- [Exercise details] Copy the lines of the listing starting at "Can you find the dark" and ending at "<point>464,204</point>", swapping "dark green forest" for "evergreen woodland" and keeping everything else the same. Return only those lines.

·····

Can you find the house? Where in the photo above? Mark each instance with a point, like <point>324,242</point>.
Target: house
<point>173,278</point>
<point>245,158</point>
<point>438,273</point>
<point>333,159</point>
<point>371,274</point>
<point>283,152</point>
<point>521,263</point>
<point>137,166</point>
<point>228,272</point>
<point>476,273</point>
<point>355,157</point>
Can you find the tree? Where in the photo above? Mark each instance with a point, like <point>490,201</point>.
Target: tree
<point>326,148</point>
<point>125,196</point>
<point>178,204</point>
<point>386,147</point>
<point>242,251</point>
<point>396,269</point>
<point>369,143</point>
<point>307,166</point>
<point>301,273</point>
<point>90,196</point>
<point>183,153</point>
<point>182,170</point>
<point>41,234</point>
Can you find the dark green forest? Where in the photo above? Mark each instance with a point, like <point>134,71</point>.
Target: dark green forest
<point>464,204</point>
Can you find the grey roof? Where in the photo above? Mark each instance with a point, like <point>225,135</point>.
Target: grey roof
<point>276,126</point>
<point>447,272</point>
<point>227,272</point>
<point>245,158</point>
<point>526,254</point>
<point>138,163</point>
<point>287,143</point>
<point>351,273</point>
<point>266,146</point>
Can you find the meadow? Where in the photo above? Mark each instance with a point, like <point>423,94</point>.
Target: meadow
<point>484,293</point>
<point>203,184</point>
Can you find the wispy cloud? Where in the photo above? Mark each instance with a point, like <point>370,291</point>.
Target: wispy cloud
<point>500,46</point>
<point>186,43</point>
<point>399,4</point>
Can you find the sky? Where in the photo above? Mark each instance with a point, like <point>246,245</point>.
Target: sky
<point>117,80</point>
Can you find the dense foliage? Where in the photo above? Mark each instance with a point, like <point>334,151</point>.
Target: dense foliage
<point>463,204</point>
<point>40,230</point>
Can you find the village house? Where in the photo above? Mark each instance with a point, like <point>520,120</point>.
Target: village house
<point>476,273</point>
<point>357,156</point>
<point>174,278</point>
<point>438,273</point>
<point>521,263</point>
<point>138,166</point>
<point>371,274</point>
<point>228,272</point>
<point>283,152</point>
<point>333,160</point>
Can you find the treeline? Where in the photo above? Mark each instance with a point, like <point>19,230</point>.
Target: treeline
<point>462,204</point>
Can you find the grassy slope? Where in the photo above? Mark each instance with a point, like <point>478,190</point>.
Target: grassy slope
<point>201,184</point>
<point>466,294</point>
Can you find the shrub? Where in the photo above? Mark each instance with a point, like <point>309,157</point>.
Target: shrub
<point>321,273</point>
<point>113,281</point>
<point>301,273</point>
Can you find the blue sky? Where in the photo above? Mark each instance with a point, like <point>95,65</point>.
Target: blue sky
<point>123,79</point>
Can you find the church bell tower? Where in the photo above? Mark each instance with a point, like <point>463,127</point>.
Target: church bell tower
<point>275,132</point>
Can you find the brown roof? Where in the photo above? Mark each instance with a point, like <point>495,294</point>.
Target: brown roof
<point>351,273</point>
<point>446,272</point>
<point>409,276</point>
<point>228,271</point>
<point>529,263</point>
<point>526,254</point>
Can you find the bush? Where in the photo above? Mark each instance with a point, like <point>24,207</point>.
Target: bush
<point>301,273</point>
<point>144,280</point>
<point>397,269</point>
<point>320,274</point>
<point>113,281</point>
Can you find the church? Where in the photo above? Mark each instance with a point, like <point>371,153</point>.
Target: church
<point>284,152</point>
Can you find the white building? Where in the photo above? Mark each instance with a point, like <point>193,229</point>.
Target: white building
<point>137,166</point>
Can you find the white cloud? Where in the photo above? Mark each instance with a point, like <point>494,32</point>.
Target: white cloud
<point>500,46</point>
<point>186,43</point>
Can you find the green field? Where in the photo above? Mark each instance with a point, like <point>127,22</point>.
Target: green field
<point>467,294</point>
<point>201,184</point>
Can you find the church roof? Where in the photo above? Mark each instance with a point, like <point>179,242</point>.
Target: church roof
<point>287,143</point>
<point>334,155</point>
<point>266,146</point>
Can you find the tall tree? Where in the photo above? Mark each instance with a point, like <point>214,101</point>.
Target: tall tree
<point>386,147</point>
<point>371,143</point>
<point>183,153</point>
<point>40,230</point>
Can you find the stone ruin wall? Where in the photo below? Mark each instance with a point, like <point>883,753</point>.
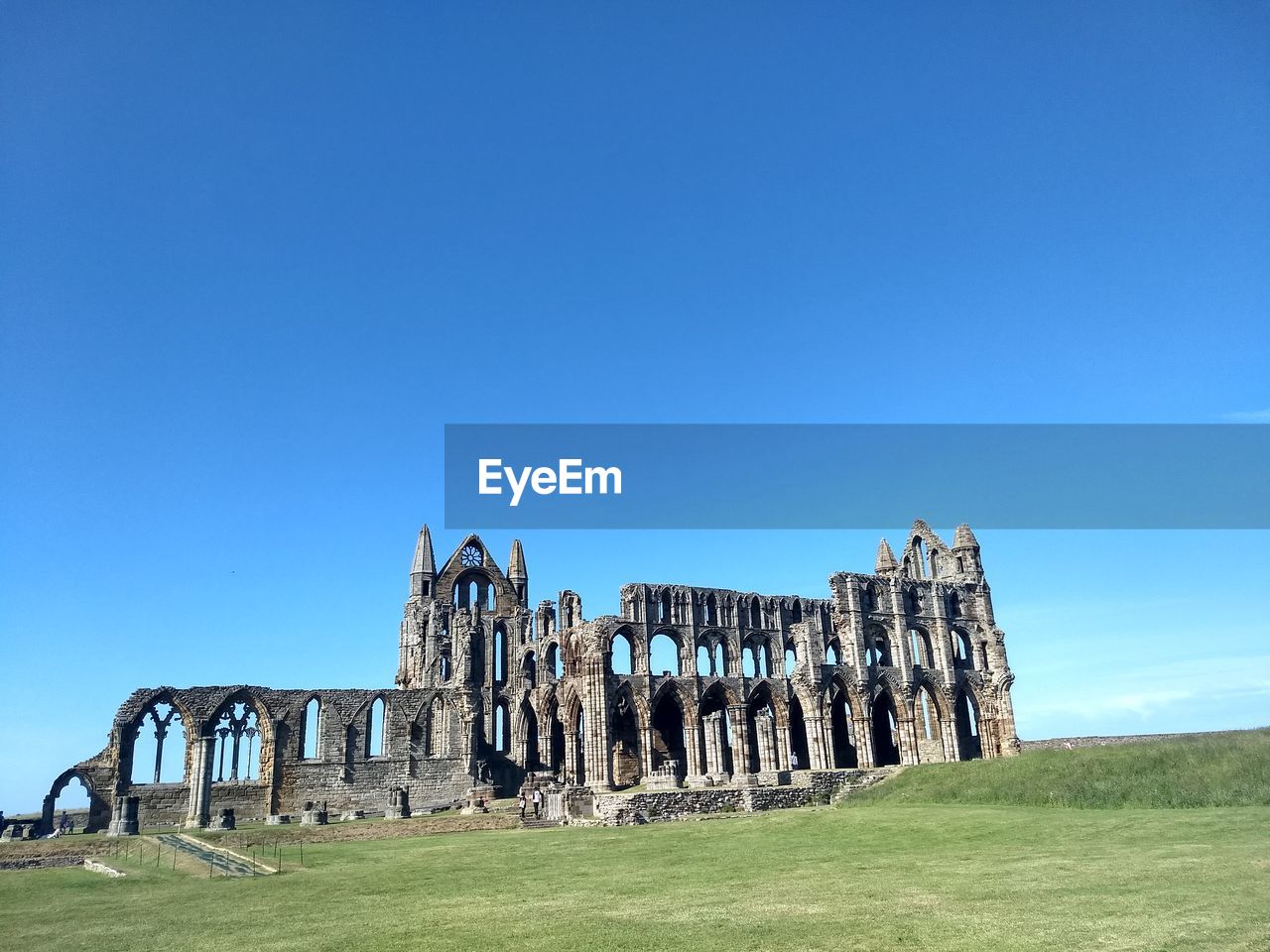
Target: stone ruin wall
<point>893,666</point>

·····

- [Solution to the problem]
Can you find the evergreen woodland? Where in the photo above? Mark each instance with a point, like <point>134,71</point>.
Target: evergreen woodland
<point>464,204</point>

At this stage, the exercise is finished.